Instructions to follow: Nothing in the data may be altered as it is transcribed.

Dataset entries:
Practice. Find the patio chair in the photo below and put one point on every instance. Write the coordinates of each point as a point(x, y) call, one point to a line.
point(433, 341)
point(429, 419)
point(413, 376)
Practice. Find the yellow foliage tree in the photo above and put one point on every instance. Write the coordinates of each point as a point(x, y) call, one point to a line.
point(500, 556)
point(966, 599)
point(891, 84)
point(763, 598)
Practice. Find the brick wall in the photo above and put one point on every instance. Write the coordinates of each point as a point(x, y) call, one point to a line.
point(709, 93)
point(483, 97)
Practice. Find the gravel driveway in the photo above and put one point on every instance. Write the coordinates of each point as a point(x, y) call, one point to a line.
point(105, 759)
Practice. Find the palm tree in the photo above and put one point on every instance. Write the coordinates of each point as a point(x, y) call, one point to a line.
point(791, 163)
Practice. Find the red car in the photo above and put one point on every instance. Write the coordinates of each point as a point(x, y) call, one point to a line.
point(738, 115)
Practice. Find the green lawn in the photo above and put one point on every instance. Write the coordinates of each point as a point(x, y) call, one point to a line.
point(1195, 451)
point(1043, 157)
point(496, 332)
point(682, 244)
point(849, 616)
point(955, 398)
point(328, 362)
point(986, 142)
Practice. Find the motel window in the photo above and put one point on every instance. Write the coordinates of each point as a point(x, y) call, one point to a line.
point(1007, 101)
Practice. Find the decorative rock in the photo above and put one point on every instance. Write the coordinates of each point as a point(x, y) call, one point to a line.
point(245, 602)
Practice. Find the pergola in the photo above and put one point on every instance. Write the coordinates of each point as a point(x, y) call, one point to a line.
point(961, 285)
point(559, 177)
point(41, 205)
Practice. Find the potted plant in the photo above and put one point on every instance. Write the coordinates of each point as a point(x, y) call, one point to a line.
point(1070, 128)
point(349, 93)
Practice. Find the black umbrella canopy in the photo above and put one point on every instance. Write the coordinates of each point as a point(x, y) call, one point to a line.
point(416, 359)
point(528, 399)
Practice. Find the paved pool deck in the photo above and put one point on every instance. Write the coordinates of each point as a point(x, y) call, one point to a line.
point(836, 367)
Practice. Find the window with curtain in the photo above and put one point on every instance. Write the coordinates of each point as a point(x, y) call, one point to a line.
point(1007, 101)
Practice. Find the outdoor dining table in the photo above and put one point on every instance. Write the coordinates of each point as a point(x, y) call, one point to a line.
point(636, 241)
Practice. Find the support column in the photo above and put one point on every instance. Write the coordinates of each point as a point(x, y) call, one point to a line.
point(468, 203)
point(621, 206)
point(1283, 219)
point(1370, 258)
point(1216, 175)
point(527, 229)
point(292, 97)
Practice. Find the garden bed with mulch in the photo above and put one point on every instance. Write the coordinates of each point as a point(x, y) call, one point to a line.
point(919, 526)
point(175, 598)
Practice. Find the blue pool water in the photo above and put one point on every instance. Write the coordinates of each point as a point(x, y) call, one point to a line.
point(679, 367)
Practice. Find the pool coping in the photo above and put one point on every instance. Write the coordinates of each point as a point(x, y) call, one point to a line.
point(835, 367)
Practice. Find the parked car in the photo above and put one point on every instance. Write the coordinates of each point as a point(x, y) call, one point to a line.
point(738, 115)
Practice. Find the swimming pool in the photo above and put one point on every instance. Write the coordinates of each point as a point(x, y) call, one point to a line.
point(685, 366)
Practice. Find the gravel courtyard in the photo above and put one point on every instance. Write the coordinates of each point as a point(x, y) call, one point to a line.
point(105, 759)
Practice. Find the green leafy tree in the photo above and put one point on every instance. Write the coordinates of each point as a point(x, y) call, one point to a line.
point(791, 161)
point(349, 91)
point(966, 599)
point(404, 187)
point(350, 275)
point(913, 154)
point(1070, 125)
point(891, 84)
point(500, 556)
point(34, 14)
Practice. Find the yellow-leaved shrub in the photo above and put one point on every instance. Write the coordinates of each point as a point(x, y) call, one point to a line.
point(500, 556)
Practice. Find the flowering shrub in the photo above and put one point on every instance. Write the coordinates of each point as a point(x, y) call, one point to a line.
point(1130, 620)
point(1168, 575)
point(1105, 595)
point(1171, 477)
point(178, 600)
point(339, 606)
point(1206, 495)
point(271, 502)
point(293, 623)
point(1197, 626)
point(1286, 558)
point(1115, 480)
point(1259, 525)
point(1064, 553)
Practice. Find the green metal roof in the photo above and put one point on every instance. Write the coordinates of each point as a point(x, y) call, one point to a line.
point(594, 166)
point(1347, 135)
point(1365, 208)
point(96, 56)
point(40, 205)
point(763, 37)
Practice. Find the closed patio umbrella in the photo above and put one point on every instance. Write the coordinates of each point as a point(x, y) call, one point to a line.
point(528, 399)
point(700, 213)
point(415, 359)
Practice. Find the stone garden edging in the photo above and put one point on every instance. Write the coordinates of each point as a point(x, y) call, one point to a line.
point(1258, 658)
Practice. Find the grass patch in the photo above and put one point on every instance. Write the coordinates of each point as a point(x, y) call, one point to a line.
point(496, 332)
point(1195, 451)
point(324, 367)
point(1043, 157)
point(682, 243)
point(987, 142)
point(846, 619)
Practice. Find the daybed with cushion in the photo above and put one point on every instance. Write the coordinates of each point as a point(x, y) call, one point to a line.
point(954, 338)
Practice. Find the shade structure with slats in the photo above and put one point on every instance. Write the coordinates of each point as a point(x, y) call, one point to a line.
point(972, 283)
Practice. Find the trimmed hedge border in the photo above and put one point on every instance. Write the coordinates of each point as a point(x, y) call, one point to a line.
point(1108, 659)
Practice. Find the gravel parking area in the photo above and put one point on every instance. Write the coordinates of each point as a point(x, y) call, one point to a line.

Final answer:
Practice. Find the patio chair in the photo below and put one point on every instance. Write the coordinates of each point as a point(x, y) call, one point to a line.
point(433, 341)
point(429, 419)
point(413, 376)
Practice. Find the yellow foliage tree in the photo above and put one point on every instance. Write the coordinates of each point as a point(x, y) call, one point to a line.
point(500, 556)
point(966, 599)
point(891, 84)
point(763, 598)
Practice. Find the brick wall in the photo above and put one point on every instance. Write the coordinates of each point as a point(x, y) call, one point to a line.
point(709, 93)
point(483, 97)
Practice. Find the gravel driveway in the photo above and put one point on every instance. Write the coordinates of each point as a point(x, y) call, one point to a line.
point(105, 759)
Practice. Find the palm tree in the photo above and put one point on every instance. Write the coordinates of each point as a point(x, y) call, one point to a line.
point(791, 163)
Practice. Find the red car in the photo above and put one point on every instance. Write the coordinates of each point as a point(x, y) call, one point to a line.
point(738, 115)
Practice. Find the green lawn in the photo above and put one point on every instance. Write the coordinates of each point as a point(x, y) call, one point to a line.
point(1195, 451)
point(1043, 157)
point(496, 332)
point(682, 244)
point(849, 616)
point(955, 398)
point(328, 362)
point(986, 142)
Practice. Find the motel window in the photo above and put one point on every instance. Write the coordinates of each point as a point(x, y) call, one point to a line.
point(1007, 101)
Practice. Find the decorative rock in the photo above and put one point on every instance. Write the coordinates of each point as a point(x, y) call, one point to a line.
point(245, 602)
Practice. Find the pergola in the photo above and put one point on every instance. Write the coordinates of each point as a point(x, y) call, one point to a line.
point(961, 285)
point(559, 177)
point(41, 205)
Practice. Find the potted plant in the photo above and put one point on every instance. Write the coordinates of each point as a point(x, y) call, one point to a line.
point(1070, 128)
point(349, 93)
Practice. Find the black umbrella canopy in the photo above and put one point on every instance. Write the coordinates of each point as a point(x, y) call, one point to a line.
point(416, 359)
point(528, 399)
Practice. Find the paved pool deck in the photo above and put one point on every instance. Write the coordinates of each point as a point(x, y) call, one point to a line.
point(836, 367)
Practice. Find the window with curtain in the photo above and put one point on every instance. Write the coordinates of each point as a point(x, y) call, one point to a line.
point(1007, 101)
Practice. Find the outdoor dining table in the photo above and put one point on every instance. Write the coordinates of each point as a point(x, y) call, one point to a line.
point(636, 241)
Practice. Find the support column in the photo above and put one point on every instance. Write the coordinates of each point as a point(x, y) call, one point to a line.
point(468, 203)
point(621, 206)
point(1283, 219)
point(1370, 258)
point(1216, 175)
point(527, 229)
point(292, 97)
Practice. Find the garden bed with mulch in the photo above and put one point on every instance. Write the coordinates of each point as a point(x, y) call, one point to a line.
point(919, 526)
point(175, 598)
Practice. Find the blue pool water in the photo above and put one point on every instance. Write the coordinates of each point as a point(x, y) call, one point to a line.
point(679, 367)
Practice. Find the pool coping in the photo above and put one point on every instance. Write the coordinates of each point as a point(x, y) call, one point to a line.
point(835, 367)
Practice. Find the parked car in the photo above and put one point on every instance. Write the coordinates of each point as a point(x, y) call, one point to a line.
point(738, 115)
Practice. Find the swimming pool in the photo above and put one point on every instance. Write the coordinates of each point as a point(x, y) call, one point to a line.
point(685, 366)
Practice. Find the gravel courtyard in the photo above and put one point on every instance. Write the coordinates of each point as a point(x, y) call, one point to a line.
point(105, 759)
Practice. Find the green leafy tree in the photo above and put one point on every instance. Write the coordinates of each point as a point(x, y) call, one point to a line.
point(791, 161)
point(349, 91)
point(966, 599)
point(404, 187)
point(350, 275)
point(913, 154)
point(1070, 125)
point(891, 84)
point(500, 556)
point(34, 14)
Practice. Find the yellow-leaved shrub in the photo above and put one point on every instance. Write the coordinates of each point as a point(x, y) call, one point to a line.
point(500, 556)
Practice. Find the flowering shrub in the photo above and put one point on every instance. Write the coordinates of each point as a point(x, y) call, one point to a line.
point(1130, 620)
point(1168, 575)
point(1105, 595)
point(1171, 477)
point(178, 600)
point(339, 606)
point(1206, 495)
point(271, 502)
point(293, 623)
point(1197, 626)
point(1286, 558)
point(1115, 480)
point(1259, 525)
point(1064, 553)
Practice. Find the green metal roof in the photo above and put one point on every instance. Write the coordinates of each point as a point(x, y) call, one point to a line.
point(594, 166)
point(1347, 135)
point(1365, 208)
point(96, 56)
point(40, 205)
point(763, 37)
Practice. Find the closed patio umbrella in the photo above and put one point on every instance. Write the coordinates of each point as a point(x, y) call, one point to a line.
point(528, 399)
point(700, 213)
point(415, 359)
Practice. Find the stone garden edging in the photo above and put one point on every instance. Write the coordinates of each point as a point(x, y) call, one point to a line.
point(1258, 658)
Practice. Find the grass patch in the photo above and put one point on every instance. Write the coordinates of each point as a point(x, y) call, one point to a line.
point(496, 332)
point(1195, 451)
point(324, 367)
point(1043, 157)
point(682, 243)
point(987, 142)
point(846, 619)
Practice. Find the daybed with cushion in the photo above and put one point on every instance. Write the coordinates of each point as a point(x, y) call, one point to a line.
point(954, 338)
Practice. Find the shade structure with slats in the photo above and put one point on every instance. Write the coordinates of each point as a point(x, y) call, one point to a line.
point(972, 283)
Practice. Find the trimmed hedge border in the photo above and put one point on every instance. Write the coordinates of each point as a point(x, y) call, one point to a line.
point(1108, 659)
Practice. Find the gravel parking area in the photo above and put one point on every instance. Write the coordinates of each point as a point(x, y) call, one point to a line.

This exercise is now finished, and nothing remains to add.